= ENTRIES SUPPLIED =
= = = = = = =

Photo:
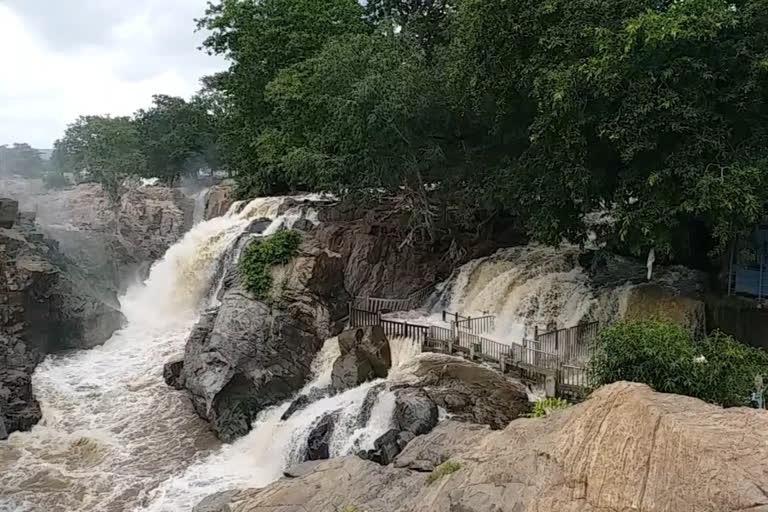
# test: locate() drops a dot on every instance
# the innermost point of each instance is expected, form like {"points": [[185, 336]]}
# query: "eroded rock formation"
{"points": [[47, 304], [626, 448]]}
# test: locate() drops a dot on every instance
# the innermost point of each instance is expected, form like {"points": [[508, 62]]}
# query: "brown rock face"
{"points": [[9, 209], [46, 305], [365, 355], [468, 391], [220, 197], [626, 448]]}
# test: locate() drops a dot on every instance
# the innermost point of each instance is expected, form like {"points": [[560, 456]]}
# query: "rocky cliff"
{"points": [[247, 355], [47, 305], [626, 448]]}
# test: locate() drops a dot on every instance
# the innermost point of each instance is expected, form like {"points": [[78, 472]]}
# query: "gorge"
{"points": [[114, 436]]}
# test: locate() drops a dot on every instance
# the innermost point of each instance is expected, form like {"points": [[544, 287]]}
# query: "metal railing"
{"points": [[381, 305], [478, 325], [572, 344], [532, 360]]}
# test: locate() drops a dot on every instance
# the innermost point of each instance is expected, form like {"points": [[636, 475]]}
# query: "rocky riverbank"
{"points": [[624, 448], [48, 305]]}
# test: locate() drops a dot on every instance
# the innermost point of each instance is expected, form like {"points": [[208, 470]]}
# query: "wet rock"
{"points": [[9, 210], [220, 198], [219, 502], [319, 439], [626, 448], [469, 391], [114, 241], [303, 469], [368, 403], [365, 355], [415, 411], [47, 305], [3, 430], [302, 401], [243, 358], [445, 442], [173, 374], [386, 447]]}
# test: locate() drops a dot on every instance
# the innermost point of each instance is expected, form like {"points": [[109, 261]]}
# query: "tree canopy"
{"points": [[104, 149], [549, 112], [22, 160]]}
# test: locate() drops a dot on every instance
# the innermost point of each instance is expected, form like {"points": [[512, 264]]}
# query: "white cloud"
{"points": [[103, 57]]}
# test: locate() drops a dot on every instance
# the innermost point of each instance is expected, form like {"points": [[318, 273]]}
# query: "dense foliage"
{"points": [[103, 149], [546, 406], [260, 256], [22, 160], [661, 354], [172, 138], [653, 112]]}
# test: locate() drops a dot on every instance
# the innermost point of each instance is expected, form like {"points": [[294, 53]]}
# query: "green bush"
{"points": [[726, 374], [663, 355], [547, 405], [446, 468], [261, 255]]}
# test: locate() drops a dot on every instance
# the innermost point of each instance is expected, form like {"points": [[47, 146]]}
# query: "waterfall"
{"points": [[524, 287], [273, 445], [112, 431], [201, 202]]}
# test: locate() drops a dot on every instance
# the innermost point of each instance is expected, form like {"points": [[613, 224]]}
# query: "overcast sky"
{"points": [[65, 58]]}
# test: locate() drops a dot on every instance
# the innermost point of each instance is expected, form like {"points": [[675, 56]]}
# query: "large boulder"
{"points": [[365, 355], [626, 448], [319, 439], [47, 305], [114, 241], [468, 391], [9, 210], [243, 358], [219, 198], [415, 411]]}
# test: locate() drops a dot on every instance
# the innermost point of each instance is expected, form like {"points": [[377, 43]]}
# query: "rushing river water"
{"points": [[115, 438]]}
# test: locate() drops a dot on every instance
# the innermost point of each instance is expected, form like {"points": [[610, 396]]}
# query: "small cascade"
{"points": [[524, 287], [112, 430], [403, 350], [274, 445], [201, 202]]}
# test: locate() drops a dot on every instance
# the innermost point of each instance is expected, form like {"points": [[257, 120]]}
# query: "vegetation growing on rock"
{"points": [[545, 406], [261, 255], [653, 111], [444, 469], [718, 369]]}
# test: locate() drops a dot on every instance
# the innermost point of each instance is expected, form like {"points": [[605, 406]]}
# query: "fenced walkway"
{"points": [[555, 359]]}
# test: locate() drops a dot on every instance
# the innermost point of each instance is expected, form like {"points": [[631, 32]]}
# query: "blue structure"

= = = = = = =

Count how many lines in the rows above contain the string "rocky", and give only that number.

2